[Task details] Rewrite the part of the listing from the line containing "trace dry grass field, every instance" through the line containing "153 L 17 159" as a numbered list, leaving out blank lines.

[START Record extracts]

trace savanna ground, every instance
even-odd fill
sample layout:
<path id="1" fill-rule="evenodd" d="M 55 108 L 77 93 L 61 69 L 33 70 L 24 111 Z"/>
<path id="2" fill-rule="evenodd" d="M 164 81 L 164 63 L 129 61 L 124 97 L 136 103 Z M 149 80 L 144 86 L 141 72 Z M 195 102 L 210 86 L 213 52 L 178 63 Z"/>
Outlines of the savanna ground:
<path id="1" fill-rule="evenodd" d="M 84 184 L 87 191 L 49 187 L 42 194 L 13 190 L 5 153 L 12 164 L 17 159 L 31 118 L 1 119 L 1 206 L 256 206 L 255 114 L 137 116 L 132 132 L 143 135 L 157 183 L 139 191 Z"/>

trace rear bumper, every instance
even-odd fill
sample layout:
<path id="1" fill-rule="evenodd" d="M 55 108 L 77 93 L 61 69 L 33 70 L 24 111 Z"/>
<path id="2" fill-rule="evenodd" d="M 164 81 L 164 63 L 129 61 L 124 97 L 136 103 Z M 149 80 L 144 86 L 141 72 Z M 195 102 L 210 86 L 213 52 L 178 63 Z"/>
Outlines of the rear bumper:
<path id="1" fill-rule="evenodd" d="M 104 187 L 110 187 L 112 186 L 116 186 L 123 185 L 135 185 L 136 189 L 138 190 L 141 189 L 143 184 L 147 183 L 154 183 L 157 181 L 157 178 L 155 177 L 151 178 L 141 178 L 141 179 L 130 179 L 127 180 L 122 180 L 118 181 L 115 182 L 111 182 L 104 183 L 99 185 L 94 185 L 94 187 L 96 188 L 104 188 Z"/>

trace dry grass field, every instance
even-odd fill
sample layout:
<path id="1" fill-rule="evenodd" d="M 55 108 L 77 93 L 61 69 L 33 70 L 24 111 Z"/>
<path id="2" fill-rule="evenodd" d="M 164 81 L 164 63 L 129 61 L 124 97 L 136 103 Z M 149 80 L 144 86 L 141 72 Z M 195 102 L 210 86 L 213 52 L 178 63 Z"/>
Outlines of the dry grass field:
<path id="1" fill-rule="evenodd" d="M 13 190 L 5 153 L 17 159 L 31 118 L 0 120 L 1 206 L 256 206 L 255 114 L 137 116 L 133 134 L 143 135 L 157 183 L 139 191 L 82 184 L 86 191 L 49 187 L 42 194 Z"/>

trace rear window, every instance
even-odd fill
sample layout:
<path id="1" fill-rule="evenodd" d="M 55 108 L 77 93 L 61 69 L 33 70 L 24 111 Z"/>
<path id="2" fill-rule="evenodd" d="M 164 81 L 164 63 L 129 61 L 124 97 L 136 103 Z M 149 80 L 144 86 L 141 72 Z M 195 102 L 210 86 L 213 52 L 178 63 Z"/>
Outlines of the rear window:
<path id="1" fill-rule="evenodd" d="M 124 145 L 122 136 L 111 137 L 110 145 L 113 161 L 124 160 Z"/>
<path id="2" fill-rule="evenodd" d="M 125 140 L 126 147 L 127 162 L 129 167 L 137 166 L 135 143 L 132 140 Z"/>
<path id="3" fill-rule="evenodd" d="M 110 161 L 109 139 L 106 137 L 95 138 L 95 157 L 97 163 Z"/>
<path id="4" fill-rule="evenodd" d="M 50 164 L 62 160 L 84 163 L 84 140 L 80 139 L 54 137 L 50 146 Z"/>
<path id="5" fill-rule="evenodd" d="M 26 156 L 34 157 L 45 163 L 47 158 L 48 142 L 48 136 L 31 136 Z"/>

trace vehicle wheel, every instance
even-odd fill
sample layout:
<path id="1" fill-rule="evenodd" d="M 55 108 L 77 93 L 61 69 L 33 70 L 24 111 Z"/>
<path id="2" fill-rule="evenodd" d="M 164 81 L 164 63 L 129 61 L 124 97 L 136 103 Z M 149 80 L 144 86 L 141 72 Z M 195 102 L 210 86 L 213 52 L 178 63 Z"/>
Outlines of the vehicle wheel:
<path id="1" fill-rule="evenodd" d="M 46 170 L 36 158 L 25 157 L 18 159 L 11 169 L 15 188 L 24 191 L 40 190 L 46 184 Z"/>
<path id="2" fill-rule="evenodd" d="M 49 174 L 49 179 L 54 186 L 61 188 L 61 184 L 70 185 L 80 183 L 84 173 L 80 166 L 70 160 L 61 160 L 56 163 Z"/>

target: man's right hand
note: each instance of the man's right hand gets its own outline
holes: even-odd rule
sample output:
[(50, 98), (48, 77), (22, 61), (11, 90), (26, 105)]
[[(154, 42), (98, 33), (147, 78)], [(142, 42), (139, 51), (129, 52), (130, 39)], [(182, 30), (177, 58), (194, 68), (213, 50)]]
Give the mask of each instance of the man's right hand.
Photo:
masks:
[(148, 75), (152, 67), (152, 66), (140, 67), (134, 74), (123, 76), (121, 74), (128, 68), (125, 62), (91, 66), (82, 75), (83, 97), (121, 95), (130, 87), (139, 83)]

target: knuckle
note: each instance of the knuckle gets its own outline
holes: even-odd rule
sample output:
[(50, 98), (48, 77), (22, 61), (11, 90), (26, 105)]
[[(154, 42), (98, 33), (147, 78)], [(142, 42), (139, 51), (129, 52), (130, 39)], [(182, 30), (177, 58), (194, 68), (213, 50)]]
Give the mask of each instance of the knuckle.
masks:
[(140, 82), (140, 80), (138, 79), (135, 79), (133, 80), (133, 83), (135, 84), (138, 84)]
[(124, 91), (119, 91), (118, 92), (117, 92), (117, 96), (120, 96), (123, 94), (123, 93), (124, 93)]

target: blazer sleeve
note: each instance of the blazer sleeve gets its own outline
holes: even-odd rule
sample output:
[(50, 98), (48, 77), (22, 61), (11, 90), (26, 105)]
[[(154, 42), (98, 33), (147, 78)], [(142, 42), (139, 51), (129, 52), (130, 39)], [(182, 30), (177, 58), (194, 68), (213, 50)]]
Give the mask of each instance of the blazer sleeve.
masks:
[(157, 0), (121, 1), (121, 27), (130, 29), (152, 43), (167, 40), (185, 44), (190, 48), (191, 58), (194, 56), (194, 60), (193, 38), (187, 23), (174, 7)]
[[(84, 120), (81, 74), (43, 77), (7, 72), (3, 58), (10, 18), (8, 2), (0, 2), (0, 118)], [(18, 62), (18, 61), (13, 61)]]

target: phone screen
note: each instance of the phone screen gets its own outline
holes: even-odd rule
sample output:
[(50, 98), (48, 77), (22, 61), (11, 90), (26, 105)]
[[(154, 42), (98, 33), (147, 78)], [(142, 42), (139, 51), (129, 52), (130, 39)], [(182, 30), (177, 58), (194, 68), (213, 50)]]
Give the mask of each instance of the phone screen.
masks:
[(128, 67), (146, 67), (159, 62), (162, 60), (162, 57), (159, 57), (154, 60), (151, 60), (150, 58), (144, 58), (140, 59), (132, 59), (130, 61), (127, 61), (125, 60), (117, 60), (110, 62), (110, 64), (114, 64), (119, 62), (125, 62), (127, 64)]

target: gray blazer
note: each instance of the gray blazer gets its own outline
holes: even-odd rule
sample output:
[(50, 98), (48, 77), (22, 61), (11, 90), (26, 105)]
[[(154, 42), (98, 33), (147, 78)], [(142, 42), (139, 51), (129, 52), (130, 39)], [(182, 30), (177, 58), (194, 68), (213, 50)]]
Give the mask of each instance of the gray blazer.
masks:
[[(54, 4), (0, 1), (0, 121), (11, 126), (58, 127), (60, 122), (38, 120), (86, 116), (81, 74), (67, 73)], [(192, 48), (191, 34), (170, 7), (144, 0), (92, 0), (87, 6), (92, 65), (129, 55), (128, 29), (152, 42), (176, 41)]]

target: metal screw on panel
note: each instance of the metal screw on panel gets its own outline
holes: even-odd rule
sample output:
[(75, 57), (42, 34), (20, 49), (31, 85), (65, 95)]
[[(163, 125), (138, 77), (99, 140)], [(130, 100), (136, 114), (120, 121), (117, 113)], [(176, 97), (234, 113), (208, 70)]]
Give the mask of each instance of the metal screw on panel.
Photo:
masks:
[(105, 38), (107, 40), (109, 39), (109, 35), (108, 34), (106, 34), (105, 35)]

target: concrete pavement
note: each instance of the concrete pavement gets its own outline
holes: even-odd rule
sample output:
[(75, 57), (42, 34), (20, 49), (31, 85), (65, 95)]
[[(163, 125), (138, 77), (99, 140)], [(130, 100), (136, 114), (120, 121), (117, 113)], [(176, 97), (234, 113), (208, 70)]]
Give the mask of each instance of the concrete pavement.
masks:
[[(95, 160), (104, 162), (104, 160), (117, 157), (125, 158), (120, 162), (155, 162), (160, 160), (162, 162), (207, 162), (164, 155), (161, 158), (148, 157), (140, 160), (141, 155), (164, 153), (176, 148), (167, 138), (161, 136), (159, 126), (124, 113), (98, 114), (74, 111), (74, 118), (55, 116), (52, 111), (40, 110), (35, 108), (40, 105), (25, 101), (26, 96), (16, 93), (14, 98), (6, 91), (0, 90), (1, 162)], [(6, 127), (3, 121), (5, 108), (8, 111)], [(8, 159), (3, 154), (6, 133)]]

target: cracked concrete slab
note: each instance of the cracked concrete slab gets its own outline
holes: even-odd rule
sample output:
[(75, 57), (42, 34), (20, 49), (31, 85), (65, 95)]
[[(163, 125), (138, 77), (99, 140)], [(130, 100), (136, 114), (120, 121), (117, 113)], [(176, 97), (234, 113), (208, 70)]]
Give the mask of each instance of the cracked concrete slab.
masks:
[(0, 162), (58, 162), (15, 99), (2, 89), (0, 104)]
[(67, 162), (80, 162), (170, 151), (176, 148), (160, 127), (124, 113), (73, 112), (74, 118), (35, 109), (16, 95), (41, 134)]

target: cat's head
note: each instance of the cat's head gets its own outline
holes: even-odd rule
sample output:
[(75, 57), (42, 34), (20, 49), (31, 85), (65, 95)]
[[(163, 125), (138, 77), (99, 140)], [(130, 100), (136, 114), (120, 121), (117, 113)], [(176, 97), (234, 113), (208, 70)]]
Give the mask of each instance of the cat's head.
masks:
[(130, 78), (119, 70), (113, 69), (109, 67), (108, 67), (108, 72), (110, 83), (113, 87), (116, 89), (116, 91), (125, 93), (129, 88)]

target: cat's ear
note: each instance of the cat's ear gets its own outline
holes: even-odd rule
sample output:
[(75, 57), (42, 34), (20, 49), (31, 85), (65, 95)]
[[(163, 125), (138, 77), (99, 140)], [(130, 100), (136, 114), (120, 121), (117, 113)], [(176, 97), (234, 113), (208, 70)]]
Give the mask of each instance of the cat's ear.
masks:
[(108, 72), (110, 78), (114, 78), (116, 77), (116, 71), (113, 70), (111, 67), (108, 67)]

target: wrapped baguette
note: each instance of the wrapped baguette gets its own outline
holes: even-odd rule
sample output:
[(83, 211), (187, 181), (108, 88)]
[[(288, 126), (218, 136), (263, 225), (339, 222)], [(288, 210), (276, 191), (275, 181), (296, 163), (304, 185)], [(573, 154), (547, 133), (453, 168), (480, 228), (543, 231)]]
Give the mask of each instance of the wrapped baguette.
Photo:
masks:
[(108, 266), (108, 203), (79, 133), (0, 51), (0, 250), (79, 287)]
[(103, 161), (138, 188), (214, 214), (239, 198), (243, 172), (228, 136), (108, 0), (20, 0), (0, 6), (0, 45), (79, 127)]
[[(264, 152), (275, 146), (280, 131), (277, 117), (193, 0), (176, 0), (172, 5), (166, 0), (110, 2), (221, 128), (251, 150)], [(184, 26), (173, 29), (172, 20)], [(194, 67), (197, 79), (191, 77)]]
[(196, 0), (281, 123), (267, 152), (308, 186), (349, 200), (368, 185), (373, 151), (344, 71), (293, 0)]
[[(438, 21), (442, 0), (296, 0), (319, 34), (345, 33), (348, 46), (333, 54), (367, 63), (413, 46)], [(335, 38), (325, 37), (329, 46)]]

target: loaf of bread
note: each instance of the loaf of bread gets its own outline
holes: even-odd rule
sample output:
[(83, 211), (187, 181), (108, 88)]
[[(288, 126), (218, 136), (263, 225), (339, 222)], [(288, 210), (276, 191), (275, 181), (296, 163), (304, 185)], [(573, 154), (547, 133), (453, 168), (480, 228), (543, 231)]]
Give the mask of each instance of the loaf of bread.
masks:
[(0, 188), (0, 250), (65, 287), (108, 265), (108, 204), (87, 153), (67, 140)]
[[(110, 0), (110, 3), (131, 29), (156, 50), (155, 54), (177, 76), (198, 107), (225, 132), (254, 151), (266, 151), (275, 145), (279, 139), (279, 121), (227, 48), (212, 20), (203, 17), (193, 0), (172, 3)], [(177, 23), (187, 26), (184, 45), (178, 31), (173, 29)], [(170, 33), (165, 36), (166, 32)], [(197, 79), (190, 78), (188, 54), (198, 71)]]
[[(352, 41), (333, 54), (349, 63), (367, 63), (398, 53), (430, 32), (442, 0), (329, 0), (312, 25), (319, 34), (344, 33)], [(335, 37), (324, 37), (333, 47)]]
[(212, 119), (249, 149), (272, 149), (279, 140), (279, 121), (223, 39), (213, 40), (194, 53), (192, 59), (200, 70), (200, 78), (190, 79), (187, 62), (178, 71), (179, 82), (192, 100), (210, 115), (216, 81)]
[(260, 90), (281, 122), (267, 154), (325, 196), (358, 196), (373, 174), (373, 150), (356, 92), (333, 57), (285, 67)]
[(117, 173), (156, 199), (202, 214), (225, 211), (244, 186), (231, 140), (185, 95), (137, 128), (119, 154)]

[END Record extracts]

[Answer to this problem]
1. trace dry grass field, every instance
2. even-odd fill
3. sample layout:
4. <path id="1" fill-rule="evenodd" d="M 55 108 L 77 93 L 61 69 L 33 70 L 24 111 Z"/>
5. <path id="2" fill-rule="evenodd" d="M 164 81 L 164 63 L 129 61 L 124 97 L 136 103 Z M 149 80 L 144 86 L 141 72 Z M 195 102 L 210 86 L 213 52 L 178 63 Z"/>
6. Outlines of the dry grass field:
7. <path id="1" fill-rule="evenodd" d="M 13 190 L 5 153 L 17 159 L 31 118 L 0 120 L 1 206 L 256 206 L 255 114 L 137 116 L 133 134 L 143 135 L 157 183 L 139 191 L 82 184 L 86 191 L 49 187 L 42 194 Z"/>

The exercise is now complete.